A tal jovem da capa pode ser eu, você leitora ou qualquer mulher na faixa dos 30 (poucos ou muitos) e dentro do perfil mencionado. Aquela que, na adolescência, ao imaginar a vida umas duas décadas à frente, enxergava família formada, emprego estável e mente relativamente tranquila - se não o combo todo, pelo menos parte dele.
Até a realidade chegar com a porta na sua cara e explicar que a vida não tem roteiro, tampouco fórmula pré-estabelecida. Que há variantes além do esforço pessoal; que nossos próprios desejos, objetivos e entendimentos sobre esta breve passagem pela Terra podem mudar.

(Trechos de um conjunto de dados de rotulagem de pontos)
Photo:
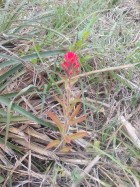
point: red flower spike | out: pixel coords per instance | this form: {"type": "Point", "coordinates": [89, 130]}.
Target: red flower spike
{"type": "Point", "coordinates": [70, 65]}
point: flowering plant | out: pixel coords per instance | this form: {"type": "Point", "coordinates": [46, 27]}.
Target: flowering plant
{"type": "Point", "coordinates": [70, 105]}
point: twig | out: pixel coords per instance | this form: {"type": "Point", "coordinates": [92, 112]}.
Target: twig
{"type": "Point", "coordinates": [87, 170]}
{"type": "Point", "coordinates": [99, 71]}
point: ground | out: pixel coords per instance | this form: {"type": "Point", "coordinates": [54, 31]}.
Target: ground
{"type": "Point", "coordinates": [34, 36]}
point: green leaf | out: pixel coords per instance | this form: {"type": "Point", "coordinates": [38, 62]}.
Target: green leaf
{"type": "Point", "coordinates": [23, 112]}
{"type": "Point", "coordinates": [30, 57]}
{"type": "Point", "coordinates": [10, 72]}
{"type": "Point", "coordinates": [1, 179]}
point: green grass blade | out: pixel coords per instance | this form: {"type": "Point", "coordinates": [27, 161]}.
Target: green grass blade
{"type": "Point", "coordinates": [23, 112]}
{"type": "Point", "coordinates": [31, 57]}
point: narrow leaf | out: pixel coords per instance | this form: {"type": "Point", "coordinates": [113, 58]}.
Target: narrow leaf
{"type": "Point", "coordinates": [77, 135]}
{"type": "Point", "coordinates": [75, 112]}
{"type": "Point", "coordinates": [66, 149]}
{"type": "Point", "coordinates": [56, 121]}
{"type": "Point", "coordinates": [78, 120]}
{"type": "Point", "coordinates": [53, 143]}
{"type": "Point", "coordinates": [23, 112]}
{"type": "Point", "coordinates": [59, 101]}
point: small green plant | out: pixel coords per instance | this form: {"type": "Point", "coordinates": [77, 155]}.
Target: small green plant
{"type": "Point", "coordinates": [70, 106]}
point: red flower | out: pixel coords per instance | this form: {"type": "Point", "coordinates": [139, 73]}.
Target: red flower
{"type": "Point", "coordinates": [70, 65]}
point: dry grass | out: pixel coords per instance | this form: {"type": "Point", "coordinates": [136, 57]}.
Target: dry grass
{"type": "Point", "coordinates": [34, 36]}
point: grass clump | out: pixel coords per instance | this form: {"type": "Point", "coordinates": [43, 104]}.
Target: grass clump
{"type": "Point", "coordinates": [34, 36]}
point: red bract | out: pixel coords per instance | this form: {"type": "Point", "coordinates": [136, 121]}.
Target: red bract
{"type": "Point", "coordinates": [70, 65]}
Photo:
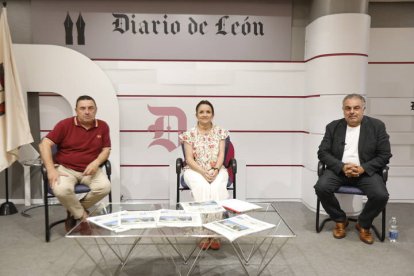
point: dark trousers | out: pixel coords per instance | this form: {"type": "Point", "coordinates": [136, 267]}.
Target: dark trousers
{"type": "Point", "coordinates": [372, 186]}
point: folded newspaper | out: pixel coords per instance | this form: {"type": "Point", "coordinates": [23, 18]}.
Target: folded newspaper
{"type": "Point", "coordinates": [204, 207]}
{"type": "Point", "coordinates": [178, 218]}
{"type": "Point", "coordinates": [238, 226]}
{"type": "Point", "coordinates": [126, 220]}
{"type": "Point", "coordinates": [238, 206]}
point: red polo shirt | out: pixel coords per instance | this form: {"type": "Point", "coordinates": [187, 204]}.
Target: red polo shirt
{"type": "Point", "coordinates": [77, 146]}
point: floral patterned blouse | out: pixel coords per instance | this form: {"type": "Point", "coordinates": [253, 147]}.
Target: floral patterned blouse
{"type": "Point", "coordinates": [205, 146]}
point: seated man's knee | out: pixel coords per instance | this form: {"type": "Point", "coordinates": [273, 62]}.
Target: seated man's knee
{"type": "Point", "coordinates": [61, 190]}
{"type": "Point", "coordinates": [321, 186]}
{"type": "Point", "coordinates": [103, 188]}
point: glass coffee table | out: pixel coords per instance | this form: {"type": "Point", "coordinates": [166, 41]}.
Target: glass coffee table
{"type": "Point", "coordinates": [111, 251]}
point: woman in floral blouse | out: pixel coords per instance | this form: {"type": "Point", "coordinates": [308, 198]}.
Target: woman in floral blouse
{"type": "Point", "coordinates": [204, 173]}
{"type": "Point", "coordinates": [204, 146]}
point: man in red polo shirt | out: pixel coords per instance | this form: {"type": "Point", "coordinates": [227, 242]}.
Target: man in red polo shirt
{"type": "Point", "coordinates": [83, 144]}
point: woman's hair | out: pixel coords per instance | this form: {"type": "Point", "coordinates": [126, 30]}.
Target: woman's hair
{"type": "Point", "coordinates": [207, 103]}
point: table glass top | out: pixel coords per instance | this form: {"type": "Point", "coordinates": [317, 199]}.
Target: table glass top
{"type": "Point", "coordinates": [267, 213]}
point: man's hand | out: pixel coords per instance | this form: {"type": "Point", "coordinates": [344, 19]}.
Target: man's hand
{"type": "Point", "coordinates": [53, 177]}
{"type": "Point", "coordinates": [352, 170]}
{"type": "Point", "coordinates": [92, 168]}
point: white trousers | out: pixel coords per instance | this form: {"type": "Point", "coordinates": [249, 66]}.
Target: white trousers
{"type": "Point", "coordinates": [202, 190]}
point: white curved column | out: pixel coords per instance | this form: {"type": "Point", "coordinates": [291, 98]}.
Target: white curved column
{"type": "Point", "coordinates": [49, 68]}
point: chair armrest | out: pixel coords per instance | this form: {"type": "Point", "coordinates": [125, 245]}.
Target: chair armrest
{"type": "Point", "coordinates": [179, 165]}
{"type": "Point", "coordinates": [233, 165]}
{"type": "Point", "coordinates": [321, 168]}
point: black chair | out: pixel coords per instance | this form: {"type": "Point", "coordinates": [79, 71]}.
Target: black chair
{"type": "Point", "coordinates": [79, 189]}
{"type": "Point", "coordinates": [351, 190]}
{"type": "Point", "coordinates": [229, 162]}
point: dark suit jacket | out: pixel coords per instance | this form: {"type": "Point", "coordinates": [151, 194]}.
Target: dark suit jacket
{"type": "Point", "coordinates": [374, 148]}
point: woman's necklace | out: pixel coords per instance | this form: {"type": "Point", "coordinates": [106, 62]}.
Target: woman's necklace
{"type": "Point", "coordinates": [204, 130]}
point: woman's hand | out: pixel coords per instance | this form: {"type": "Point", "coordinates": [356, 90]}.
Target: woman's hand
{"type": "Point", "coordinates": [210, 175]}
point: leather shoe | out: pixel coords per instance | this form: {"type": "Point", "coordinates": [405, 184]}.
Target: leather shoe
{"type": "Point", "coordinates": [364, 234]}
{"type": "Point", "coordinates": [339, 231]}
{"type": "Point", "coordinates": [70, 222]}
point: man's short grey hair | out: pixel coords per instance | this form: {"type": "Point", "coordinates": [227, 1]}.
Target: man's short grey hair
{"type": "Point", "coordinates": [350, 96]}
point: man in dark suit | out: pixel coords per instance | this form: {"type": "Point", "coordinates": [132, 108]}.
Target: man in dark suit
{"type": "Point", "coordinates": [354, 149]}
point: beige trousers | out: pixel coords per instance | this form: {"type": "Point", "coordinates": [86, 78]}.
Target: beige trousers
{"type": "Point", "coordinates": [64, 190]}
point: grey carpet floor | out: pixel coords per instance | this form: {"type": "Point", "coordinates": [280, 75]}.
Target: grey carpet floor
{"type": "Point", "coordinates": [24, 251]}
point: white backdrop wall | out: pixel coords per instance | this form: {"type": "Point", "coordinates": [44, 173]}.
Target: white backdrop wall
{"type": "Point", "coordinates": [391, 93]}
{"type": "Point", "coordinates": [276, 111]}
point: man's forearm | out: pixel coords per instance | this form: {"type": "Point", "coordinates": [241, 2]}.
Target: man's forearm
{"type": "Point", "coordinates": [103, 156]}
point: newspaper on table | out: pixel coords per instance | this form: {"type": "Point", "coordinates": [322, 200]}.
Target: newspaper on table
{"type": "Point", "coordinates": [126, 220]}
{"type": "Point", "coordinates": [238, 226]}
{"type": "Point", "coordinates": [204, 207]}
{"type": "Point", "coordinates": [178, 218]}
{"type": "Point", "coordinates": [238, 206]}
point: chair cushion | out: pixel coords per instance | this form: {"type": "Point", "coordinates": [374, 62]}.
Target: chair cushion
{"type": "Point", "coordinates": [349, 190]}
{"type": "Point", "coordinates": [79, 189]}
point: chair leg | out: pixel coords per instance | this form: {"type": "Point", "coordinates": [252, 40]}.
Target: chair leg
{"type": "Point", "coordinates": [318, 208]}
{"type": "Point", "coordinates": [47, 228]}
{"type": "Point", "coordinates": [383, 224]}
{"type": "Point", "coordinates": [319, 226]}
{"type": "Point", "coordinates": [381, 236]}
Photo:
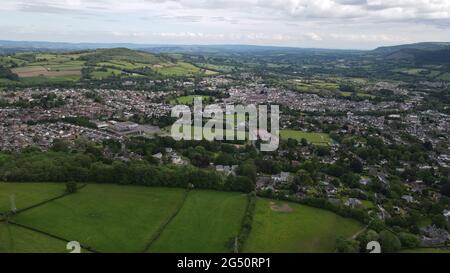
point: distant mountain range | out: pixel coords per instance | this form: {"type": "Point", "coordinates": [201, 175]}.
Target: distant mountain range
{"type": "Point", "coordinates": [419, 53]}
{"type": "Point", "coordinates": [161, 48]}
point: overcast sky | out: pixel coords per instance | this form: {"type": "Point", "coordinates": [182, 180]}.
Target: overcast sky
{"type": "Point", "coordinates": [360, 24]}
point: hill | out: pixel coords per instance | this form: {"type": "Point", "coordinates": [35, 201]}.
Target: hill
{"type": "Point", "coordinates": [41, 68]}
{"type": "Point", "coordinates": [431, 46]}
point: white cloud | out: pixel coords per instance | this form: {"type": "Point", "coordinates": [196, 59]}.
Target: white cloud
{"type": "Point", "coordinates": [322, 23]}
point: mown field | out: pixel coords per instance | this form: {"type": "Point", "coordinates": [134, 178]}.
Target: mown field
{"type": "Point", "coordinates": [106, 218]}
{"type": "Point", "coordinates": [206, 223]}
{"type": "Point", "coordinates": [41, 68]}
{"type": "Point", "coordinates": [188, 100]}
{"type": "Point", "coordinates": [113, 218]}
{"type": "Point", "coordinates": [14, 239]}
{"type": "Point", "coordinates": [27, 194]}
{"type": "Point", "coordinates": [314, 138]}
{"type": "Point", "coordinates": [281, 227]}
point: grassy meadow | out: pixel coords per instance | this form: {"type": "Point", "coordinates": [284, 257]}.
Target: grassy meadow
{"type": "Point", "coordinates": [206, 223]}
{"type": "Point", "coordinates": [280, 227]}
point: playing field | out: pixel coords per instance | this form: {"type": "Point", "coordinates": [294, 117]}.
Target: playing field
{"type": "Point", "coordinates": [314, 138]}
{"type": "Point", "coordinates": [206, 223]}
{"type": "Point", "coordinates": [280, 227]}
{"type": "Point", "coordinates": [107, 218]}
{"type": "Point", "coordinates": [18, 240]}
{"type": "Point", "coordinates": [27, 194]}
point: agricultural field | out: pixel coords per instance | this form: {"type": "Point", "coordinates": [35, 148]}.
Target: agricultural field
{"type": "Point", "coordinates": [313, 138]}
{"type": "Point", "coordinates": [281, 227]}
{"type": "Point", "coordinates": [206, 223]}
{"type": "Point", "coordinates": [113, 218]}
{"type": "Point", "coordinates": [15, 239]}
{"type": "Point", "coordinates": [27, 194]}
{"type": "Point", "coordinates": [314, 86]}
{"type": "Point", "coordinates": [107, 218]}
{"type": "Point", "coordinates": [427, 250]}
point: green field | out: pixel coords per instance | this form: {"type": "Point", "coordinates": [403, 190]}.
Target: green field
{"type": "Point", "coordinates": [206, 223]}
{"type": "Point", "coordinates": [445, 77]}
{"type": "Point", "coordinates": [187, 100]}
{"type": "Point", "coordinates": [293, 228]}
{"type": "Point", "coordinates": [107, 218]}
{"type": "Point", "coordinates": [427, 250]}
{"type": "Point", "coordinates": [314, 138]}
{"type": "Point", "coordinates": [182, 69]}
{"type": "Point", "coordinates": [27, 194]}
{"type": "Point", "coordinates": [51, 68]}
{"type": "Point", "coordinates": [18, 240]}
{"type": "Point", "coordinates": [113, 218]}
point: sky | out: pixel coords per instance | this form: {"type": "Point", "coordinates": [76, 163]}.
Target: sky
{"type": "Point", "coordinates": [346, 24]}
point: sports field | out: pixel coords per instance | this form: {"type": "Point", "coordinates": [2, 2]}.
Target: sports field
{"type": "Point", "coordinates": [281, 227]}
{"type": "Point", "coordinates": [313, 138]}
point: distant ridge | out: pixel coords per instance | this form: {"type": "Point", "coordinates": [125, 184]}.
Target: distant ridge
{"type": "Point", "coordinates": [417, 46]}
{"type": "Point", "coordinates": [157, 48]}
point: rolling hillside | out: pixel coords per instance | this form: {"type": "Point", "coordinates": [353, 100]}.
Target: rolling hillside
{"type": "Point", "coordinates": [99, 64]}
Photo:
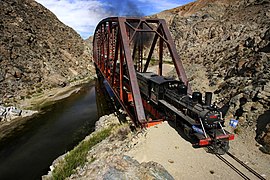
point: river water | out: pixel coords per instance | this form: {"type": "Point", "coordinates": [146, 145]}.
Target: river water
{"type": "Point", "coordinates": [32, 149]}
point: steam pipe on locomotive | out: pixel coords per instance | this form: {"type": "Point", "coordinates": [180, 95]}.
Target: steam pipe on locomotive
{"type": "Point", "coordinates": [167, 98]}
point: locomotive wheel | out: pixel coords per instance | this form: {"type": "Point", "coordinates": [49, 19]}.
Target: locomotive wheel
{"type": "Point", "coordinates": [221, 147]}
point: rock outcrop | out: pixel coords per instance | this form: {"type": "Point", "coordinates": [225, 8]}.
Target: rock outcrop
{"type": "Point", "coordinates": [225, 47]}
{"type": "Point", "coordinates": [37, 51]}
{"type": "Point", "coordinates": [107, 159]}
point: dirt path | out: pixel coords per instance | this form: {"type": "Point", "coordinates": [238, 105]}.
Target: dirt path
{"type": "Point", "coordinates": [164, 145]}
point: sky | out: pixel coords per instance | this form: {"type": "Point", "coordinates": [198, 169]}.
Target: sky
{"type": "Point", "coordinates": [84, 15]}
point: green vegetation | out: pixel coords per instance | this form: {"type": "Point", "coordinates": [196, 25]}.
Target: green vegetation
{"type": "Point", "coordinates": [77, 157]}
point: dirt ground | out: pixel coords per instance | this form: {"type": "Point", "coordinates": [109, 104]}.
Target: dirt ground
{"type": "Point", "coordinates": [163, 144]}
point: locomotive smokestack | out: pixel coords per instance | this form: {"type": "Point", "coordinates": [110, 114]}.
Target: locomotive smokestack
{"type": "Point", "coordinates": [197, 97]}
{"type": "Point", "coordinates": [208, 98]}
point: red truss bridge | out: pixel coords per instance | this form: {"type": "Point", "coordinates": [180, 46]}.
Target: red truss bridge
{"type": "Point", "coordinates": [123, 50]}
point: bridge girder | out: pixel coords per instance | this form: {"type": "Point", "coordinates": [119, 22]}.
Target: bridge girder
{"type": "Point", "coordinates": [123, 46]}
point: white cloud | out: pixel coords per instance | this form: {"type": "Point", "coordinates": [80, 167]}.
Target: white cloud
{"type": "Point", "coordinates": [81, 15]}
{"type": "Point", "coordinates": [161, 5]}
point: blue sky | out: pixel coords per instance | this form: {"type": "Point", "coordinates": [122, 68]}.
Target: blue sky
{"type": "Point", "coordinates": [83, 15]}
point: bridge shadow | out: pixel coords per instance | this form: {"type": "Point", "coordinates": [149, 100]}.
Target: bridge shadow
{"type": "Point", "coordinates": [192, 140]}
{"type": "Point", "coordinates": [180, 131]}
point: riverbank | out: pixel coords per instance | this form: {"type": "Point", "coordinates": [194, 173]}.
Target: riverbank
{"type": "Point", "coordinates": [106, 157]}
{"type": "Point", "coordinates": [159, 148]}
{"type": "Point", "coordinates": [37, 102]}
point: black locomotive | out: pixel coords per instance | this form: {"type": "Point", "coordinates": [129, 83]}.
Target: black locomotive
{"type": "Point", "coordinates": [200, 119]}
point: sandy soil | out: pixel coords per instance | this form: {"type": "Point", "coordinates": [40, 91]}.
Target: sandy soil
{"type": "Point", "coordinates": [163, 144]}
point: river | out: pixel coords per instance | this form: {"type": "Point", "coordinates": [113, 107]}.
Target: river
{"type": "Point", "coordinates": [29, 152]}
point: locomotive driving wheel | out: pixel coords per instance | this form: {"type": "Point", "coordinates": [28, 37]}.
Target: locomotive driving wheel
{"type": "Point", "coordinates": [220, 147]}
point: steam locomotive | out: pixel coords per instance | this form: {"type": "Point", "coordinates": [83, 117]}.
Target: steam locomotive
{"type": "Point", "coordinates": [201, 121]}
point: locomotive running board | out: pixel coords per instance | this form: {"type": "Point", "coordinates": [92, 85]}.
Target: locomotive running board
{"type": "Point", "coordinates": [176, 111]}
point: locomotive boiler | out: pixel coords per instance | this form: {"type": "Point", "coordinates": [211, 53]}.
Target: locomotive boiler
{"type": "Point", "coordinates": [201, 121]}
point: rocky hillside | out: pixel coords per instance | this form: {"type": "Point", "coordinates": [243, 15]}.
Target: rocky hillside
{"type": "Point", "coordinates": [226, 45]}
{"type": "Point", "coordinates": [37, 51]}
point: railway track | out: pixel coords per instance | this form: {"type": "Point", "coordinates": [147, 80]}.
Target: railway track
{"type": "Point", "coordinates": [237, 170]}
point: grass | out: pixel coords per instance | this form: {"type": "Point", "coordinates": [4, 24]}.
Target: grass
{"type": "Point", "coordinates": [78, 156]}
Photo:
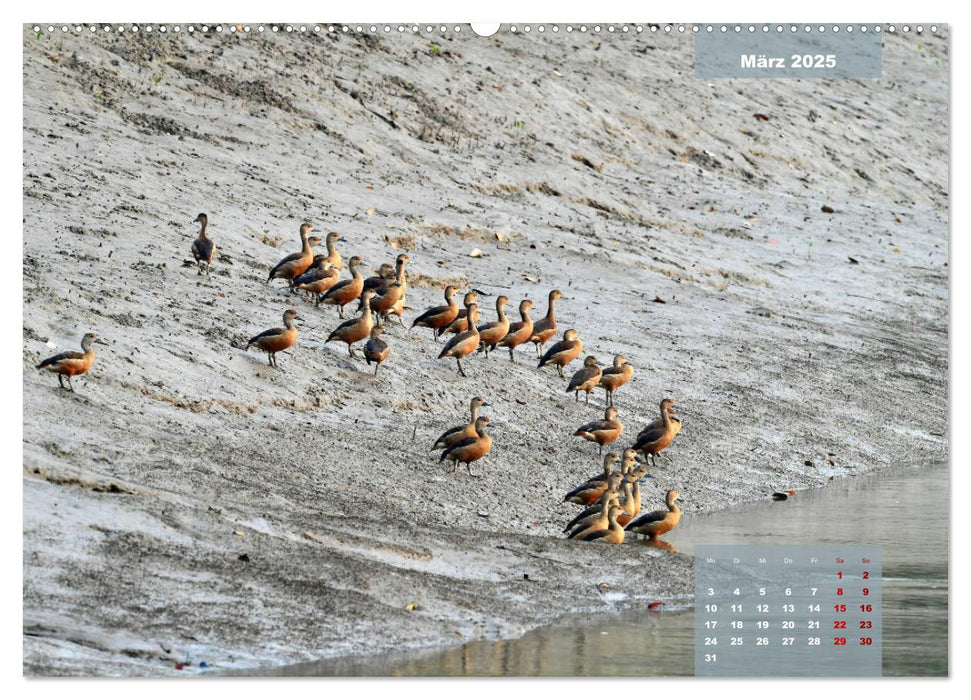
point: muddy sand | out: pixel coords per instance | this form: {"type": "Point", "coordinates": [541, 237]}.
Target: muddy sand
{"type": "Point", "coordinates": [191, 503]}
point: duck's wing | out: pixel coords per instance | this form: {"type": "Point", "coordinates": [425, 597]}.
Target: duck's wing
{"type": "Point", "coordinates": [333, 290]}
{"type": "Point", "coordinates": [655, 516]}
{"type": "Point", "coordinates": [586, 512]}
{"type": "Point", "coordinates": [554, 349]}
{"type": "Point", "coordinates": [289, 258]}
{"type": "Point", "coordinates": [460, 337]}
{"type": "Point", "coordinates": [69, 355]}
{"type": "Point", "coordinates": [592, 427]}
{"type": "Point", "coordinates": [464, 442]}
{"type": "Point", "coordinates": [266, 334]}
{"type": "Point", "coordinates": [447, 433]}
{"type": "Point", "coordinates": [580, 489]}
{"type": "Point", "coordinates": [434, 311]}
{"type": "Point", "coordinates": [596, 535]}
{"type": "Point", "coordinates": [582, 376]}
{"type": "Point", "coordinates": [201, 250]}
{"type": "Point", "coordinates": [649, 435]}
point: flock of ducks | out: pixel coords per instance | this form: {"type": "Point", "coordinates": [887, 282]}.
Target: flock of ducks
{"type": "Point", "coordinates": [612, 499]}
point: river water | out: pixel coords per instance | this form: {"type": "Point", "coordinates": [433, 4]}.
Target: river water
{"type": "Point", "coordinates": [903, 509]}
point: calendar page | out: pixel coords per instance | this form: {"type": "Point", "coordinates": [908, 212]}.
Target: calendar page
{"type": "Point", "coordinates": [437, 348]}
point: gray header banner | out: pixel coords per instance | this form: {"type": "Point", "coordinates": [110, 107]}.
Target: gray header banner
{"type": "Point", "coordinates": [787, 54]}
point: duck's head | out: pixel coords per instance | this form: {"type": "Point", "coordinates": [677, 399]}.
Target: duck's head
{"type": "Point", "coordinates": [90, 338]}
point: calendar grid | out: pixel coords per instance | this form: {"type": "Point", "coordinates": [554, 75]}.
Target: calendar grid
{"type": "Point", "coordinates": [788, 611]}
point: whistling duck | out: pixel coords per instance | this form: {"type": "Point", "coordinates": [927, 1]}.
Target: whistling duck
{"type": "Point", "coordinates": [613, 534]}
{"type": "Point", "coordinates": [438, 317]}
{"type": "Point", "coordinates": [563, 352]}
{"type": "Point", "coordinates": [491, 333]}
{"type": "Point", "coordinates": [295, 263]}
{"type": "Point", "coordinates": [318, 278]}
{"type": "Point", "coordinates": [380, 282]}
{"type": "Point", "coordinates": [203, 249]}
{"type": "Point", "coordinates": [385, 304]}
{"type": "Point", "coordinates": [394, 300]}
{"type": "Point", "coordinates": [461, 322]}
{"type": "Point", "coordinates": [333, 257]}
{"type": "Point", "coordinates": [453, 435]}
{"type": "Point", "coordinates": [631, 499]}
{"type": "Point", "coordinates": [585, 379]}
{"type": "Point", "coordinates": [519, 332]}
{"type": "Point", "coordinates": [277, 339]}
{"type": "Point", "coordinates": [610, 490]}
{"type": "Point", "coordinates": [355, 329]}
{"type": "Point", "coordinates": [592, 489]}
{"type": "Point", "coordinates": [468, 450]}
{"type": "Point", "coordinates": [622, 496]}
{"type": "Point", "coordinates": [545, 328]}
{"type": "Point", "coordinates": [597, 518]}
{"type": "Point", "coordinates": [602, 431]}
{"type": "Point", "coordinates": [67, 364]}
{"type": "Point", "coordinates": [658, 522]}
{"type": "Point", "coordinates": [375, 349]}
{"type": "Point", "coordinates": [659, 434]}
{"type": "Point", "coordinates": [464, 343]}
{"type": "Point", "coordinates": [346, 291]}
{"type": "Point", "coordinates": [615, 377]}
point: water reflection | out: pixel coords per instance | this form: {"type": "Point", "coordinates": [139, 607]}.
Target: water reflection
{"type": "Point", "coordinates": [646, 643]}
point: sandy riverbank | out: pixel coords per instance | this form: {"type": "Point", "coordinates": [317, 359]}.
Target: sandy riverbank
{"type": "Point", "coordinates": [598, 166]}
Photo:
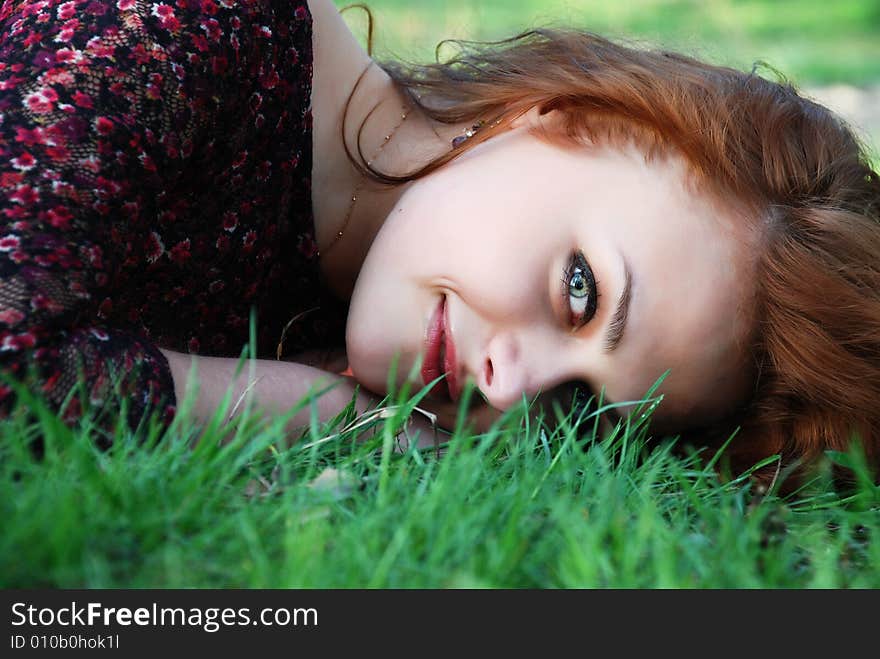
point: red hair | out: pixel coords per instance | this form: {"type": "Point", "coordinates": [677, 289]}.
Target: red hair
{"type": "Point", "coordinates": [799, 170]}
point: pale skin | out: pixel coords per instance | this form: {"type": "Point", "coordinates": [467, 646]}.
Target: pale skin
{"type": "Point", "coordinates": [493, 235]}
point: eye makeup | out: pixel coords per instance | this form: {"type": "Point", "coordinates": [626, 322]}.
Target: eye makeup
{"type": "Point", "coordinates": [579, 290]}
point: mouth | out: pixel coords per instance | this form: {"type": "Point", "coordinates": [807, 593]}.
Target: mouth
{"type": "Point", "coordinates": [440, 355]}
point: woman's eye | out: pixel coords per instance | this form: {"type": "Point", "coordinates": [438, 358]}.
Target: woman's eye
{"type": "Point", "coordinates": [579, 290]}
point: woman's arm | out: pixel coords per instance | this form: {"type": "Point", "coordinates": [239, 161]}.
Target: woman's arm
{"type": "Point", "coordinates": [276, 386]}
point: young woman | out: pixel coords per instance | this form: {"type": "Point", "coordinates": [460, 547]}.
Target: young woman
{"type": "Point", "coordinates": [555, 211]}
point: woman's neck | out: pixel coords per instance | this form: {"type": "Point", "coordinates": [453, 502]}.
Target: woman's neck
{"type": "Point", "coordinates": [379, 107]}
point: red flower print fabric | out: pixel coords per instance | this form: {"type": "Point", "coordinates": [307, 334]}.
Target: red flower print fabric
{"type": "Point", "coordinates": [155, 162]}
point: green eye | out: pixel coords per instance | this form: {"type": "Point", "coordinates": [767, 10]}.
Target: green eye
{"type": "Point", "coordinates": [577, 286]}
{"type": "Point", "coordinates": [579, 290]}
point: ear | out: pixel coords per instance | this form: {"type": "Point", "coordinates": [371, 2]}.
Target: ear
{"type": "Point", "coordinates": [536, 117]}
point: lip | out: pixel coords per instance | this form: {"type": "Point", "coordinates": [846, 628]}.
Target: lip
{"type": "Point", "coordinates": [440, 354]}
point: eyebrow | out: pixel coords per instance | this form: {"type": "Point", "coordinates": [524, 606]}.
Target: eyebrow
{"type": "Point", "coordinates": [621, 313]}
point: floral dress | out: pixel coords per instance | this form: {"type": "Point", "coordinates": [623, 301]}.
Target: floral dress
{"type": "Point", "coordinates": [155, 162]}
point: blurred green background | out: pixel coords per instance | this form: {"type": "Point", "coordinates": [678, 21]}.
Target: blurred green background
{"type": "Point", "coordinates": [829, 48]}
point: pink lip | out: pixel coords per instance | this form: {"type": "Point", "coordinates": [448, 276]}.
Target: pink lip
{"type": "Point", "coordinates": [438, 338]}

O problema — Pode prosseguir com o texto sobre as mulheres na faixa dos 30 e as expectativas da adolescência, a partir do ponto em que ele termina? Os itens foram tirados de outra fonte.

Resposta —
Rir de si
Provavelmente ainda estaremos bem confusas aos 30. Com o coração partido ou prestes a partir repetidas vezes; com metas não alcançadas; longe de acertar a equação entre renda e trabalho bacana; insatisfeitas com o corpo (nesse caso, mais por uma obsessão coletiva e patrulhamento da sociedade do que exatamente por um sentimento individual). Enfim, ainda tentando acertar - porém mais cientes de que esse acerto é, na verdade, pura ficção.
A esse balaio de reflexões, Guerrero adiciona doses irresistíveis de humor, responsáveis por levar o livro além do famigerado "classe média sofre" (ou, para ser polêmica, "white people problem" - no fim, quase a mesma coisa).
Sua protagonista tem um trunfo difícil de superar: rir de si mesma, pois é o que resta fazer. Seja nas paixões não correspondidas, na relação com o parceiro (algo que requer tanta dedicação quanto outros projeto na vida), no lidar com os sinais da idade, nas crises profissionais, ela encontra caminhos para deixar as chateações mais leves. De quebra, arranca risos do leitor, não raro até involuntários.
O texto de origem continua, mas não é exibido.